Action item
All lines in the data bearing the string "missing" should be identified and copied.

Given entries START

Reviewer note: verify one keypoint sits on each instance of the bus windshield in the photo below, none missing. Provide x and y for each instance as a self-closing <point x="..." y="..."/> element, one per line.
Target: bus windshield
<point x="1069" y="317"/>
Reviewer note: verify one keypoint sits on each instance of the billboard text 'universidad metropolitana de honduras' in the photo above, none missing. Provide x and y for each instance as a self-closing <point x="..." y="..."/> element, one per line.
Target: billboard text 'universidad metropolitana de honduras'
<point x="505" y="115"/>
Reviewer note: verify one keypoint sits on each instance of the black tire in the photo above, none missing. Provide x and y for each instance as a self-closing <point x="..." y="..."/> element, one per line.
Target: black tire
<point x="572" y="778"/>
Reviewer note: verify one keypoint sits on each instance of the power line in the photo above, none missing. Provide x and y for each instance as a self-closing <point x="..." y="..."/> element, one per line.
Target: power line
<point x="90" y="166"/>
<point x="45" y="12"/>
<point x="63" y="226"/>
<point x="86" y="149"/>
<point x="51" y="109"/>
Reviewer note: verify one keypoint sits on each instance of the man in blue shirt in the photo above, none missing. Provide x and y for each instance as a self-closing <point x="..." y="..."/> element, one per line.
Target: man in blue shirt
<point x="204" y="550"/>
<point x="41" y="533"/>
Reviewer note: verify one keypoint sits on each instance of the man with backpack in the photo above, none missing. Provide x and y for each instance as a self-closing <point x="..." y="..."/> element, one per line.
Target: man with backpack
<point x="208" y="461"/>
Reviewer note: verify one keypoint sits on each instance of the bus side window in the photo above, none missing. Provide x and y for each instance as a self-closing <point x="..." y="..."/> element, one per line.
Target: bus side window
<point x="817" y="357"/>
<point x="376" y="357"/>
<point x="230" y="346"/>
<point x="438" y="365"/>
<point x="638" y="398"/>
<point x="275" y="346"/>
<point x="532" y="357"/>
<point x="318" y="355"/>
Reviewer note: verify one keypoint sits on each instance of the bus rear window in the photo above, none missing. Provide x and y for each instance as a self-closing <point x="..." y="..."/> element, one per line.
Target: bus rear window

Given entries END

Result for this task
Reviewer note: verify one keypoint sits on each instance of the bus windshield in the photo below, none missing. Provide x and y for each instance as a self-closing <point x="..." y="..."/> element, one per line.
Reviewer note: verify one keypoint sits on each instance of the billboard text 'universidad metropolitana de honduras' in the photo above, none missing. Provide x and y for each instance as a self-closing <point x="..." y="..."/> element, one per line.
Reviewer note: verify one keypoint sits on each instance of the black tire in the photo above, none missing. Provide x and y for each instance as a self-closing <point x="..." y="..."/> element, one per line.
Reviewer note: verify one keypoint sits on each instance of the power line in the photo above, none missing. Provide x and y for each instance as a self-closing <point x="..." y="..."/> element, one per line.
Reviewer note: verify one keypoint sits on each instance of the man in blue shirt in the photo above, none missing. Provide x and y for each instance as a self-closing <point x="..." y="..."/> element, one per line.
Reviewer note: verify one keypoint sits on each instance of the man with backpack in the photo above, none missing. Provide x and y for each instance as a self-closing <point x="..." y="..."/> element, one per line.
Reviewer note: verify one keypoint sits on each instance of the bus side window in the photo above, none missing. Provide x and y for each instance as a self-closing <point x="..." y="..."/> element, one per line.
Reviewer note: verify one keypoint sits on each instance of the bus rear window in the photo above, none missing. Provide x and y for each instance as a self-closing <point x="..." y="..."/> element, one per line.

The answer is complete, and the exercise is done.